Locate every line in the rows below that contains the string "window" and copy each of those lines out in full.

▼▼▼

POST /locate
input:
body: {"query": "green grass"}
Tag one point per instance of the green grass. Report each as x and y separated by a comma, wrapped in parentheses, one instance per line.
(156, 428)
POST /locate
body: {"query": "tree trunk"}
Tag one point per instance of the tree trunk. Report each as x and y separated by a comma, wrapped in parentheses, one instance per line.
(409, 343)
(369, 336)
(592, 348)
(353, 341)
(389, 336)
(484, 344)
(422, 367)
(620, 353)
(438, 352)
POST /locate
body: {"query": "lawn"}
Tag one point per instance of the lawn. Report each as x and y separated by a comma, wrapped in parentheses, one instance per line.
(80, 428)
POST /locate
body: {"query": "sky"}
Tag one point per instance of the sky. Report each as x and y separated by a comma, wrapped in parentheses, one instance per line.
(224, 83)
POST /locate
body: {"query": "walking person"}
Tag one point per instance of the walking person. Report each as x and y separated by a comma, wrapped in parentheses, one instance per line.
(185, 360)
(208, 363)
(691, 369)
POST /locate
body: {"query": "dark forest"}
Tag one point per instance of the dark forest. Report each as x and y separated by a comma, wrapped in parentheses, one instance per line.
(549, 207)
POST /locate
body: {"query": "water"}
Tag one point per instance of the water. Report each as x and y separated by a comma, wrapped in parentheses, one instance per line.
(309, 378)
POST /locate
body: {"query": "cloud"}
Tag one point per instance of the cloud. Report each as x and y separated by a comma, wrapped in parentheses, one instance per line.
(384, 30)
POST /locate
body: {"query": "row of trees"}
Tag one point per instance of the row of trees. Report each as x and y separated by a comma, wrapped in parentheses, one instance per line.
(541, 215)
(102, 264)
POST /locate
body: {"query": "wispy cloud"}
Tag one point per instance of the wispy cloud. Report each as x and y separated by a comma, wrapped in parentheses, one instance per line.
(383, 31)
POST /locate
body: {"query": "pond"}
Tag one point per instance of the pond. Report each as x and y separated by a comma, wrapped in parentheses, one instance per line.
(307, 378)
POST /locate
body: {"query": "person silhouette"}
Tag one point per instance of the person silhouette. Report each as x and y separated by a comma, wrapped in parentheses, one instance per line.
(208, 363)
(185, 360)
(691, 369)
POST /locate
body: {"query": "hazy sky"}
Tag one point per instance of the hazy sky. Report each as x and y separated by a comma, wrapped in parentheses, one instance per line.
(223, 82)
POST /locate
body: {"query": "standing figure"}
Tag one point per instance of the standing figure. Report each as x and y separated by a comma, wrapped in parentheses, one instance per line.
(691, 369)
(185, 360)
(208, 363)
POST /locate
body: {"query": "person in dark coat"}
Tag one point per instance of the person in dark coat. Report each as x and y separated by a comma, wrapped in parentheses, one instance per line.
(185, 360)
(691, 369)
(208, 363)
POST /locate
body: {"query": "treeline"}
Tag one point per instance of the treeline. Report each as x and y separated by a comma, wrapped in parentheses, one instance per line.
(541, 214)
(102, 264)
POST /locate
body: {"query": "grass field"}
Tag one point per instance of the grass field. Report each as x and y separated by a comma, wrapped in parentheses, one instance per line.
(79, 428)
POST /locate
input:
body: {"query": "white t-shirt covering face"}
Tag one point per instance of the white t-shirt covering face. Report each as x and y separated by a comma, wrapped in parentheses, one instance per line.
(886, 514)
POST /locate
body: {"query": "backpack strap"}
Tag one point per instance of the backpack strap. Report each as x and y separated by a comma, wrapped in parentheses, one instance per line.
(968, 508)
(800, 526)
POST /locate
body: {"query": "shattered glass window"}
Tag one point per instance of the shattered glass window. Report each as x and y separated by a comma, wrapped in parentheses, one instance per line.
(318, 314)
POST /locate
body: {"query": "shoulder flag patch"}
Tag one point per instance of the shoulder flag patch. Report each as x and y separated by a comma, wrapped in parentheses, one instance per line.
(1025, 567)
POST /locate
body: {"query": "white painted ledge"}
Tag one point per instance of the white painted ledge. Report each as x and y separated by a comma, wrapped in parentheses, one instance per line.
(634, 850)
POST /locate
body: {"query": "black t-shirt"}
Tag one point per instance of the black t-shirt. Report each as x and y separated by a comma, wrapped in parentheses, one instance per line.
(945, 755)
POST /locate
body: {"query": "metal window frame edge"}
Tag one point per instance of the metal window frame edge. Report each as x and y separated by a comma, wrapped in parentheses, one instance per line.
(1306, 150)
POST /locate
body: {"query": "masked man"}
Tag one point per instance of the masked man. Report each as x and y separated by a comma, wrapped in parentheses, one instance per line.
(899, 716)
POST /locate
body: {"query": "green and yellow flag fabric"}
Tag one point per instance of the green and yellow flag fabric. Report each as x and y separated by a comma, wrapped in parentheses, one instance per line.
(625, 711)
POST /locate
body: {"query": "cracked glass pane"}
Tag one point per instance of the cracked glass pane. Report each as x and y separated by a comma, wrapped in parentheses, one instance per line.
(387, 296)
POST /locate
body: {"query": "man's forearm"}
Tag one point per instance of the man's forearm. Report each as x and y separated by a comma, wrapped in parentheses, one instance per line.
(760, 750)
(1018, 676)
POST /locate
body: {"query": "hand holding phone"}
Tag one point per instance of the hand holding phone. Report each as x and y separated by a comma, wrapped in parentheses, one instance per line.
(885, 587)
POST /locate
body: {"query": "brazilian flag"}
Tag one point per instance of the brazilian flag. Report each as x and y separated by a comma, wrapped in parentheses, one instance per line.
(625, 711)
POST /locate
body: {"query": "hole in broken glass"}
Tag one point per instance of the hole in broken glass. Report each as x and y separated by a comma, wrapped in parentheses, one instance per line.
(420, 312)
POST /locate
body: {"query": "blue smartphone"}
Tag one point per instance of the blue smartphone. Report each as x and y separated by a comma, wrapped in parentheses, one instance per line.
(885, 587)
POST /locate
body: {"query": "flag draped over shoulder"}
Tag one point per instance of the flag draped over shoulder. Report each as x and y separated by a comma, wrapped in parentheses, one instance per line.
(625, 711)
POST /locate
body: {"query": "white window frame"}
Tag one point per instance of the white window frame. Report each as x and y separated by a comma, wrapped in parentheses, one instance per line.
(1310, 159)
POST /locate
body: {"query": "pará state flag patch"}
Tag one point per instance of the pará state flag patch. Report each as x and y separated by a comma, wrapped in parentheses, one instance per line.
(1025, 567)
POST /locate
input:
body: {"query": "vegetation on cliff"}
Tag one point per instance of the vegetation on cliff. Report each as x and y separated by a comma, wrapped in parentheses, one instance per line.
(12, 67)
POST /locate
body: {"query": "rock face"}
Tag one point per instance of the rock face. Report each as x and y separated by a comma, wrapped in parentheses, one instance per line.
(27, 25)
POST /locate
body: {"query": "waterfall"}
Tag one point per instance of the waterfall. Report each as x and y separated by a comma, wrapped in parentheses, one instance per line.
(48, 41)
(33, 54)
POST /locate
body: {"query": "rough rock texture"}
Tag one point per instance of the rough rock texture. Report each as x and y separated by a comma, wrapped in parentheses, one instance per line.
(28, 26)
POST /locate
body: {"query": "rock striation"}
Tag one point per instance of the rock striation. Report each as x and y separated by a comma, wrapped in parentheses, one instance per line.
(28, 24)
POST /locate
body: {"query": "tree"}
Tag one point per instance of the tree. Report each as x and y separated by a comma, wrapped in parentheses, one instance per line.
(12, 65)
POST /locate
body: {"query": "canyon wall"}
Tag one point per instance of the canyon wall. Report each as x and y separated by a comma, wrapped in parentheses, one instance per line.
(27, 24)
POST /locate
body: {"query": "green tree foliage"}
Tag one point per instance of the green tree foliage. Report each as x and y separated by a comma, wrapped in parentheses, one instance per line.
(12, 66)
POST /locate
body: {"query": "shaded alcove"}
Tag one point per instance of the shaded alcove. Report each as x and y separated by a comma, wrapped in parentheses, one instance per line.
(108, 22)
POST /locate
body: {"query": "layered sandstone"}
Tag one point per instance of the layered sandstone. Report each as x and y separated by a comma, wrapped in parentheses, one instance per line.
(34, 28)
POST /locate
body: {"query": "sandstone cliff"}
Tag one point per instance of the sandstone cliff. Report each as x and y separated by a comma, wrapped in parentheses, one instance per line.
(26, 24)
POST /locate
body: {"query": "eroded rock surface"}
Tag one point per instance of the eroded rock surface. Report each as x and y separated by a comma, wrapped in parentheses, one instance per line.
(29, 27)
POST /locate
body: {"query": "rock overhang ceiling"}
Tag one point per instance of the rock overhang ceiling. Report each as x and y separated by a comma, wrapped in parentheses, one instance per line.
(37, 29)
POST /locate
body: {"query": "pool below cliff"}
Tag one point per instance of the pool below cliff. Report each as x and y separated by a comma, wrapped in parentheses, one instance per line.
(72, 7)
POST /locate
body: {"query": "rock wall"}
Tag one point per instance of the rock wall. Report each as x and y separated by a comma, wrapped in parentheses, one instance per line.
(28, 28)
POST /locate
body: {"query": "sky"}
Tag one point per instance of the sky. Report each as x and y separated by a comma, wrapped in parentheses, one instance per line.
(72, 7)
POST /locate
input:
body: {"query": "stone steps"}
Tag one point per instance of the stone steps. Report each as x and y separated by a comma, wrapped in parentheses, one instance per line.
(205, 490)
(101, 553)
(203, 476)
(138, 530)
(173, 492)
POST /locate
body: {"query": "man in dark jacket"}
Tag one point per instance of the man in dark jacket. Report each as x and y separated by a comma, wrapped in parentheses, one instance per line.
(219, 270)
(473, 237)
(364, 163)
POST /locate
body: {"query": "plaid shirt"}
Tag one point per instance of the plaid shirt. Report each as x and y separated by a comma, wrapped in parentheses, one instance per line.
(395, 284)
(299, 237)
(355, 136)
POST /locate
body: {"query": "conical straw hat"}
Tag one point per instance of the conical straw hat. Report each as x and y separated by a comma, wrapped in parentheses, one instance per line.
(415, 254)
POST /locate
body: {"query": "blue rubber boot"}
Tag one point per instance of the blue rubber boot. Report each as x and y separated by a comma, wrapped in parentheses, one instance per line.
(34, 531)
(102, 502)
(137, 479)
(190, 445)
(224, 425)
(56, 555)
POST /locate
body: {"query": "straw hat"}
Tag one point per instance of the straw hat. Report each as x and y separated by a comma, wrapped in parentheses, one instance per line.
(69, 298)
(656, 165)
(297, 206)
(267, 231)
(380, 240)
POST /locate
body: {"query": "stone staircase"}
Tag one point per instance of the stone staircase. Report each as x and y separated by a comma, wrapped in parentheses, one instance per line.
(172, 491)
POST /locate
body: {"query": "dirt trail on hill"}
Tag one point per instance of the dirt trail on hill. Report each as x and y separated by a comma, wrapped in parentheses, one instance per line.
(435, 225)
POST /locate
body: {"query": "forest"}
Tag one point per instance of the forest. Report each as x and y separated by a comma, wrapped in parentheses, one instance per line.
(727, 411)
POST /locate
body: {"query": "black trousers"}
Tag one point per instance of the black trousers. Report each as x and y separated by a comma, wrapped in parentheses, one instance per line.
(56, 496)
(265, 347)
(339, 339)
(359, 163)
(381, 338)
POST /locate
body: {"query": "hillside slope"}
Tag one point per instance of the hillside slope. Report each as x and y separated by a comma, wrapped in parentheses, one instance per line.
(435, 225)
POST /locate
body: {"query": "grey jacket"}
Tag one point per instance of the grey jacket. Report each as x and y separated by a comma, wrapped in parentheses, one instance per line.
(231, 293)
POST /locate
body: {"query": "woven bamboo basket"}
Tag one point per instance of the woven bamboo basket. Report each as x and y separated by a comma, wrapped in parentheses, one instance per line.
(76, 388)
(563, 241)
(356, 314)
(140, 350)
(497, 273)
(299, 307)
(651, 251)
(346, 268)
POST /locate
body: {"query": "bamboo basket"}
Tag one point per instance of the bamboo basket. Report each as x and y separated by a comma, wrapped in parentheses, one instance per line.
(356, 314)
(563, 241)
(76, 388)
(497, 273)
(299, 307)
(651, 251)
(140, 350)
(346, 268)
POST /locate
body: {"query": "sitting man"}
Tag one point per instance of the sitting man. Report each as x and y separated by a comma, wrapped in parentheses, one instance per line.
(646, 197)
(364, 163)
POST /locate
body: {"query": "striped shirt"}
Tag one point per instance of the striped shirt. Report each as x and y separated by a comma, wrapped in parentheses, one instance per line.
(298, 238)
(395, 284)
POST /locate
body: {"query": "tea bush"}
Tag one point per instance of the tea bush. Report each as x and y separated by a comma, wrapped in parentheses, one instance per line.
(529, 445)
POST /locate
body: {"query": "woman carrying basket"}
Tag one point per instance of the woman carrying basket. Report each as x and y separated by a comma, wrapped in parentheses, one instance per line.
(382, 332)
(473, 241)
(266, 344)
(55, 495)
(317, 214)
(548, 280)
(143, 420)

▲▲▲

(Exercise answer):
body: {"query": "shattered glass window"}
Tag one point per instance of the shattered glass window. Report each as x and y separated by a comma, wrapped in parentheses, one instance per line.
body: {"query": "metal window frame edge"}
Tag one point per instance of the metal window frame edge. Report each as x and y separated by a comma, wrapped in parentheses, one instance per line.
body: {"query": "white window frame"}
Tag one point per instance of the white window frame. Report each as x and y separated by a comma, wrapped in parentheses, one instance per line.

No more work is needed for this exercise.